Records shown ▸
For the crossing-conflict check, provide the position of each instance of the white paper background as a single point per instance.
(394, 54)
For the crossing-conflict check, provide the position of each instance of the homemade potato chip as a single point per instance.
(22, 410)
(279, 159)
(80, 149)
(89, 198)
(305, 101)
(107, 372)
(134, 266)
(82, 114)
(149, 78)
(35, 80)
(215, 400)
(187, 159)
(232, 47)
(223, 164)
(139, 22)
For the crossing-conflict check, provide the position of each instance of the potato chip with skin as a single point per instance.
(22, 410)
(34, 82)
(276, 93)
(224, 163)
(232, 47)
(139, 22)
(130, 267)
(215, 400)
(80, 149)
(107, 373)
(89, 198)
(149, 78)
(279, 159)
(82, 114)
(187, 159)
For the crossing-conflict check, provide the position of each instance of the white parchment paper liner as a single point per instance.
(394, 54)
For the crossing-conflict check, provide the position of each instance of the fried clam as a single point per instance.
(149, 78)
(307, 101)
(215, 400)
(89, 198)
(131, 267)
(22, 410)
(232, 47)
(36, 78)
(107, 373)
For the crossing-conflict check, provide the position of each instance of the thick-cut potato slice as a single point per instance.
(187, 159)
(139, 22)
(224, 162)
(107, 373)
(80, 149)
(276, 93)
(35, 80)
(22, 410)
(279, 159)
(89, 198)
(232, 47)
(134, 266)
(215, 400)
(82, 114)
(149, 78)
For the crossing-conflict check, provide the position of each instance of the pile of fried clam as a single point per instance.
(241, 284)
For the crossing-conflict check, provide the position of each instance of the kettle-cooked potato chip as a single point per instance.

Exercise ▸ Reproduce all the rows above, substituting "overlap audit" for every "crossing-conflict check" and leaving everything else unchanged.

Finished task ▸
For the overlap audit, provide the position of each instance of the white paper background as a single point per instance.
(394, 54)
For the overlap audit, provide the position of each instance of the homemade potato chip as a single point per instance.
(22, 410)
(279, 159)
(80, 149)
(89, 198)
(305, 101)
(107, 372)
(134, 266)
(82, 114)
(149, 78)
(35, 80)
(215, 400)
(187, 159)
(232, 47)
(223, 164)
(139, 22)
For the overlap audit, provide the position of each instance of the potato chip with skin as a single point per instance.
(22, 410)
(34, 82)
(276, 93)
(224, 163)
(232, 47)
(139, 22)
(130, 267)
(215, 400)
(80, 149)
(107, 373)
(89, 198)
(149, 78)
(279, 159)
(82, 114)
(187, 159)
For the overlap audit, provide the position of each instance of the white parchment paper liner as a single point per instance.
(394, 54)
For the overlap audit, provide the position of each instance of the fried clam as a single point per instance.
(149, 78)
(307, 101)
(215, 400)
(89, 198)
(131, 267)
(22, 410)
(232, 47)
(36, 78)
(107, 373)
For the overlap audit, provide the position of each instance of the thick-cut potato slice as a single point per instance.
(187, 159)
(139, 22)
(224, 162)
(107, 373)
(80, 149)
(276, 93)
(35, 80)
(22, 410)
(279, 159)
(89, 198)
(232, 47)
(134, 266)
(215, 400)
(82, 114)
(149, 78)
For the overlap audit, provide the position of each instance of the pile of fried clam as a single point per instance.
(241, 284)
For the overlap audit, provide the position of each instance of the kettle-cooked potato chip as a single point per instance.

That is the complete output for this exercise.